Select every line of the records that contains the string "mask", and copy each one. Case counts.

**Pointing and labeling records**
--------------------
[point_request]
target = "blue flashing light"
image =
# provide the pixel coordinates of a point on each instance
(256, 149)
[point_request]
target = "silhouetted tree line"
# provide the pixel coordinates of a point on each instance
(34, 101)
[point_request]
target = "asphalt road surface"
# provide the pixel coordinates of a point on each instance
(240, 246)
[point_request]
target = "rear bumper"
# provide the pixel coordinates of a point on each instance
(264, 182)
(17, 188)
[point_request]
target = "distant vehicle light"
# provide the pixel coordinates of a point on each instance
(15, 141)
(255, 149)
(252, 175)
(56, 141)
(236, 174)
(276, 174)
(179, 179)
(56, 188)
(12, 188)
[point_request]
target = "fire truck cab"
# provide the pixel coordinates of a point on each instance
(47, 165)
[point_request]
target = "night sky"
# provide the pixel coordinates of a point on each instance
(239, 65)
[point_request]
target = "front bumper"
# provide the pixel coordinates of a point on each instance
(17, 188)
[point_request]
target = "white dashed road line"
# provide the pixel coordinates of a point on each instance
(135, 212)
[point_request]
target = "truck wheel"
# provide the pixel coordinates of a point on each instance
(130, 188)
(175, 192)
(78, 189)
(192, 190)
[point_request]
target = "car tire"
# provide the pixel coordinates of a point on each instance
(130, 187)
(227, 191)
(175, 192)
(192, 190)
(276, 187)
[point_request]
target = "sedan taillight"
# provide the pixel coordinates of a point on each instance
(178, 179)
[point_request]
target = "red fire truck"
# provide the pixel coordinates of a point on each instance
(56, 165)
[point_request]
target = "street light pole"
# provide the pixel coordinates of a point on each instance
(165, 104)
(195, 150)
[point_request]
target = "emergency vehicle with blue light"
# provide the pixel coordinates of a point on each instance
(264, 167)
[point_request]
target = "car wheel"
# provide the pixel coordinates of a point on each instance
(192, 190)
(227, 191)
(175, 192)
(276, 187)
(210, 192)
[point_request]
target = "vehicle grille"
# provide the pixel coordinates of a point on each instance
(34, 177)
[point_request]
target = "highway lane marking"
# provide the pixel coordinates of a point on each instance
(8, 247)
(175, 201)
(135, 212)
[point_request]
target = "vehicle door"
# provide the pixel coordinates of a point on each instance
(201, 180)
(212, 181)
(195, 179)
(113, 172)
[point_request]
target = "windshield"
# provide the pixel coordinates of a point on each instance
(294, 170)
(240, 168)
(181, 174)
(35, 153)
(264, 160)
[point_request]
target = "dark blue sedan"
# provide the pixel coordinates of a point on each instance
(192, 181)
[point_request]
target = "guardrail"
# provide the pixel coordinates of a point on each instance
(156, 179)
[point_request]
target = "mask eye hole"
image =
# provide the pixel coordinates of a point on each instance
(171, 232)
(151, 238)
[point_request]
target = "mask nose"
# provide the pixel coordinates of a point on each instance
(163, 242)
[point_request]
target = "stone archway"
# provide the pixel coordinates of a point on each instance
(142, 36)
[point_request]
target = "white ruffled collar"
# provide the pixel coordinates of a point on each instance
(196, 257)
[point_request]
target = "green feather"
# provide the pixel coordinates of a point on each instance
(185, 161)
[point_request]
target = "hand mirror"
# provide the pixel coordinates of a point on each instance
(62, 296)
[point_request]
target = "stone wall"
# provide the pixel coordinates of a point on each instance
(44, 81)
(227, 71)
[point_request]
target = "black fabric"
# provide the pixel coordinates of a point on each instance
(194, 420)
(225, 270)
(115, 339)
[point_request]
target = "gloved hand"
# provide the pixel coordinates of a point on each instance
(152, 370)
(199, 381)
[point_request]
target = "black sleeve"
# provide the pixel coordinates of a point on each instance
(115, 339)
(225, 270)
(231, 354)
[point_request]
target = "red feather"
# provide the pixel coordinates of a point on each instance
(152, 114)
--------------------
**Answer to this exercise**
target = "mask eye hole"
target = "mask nose"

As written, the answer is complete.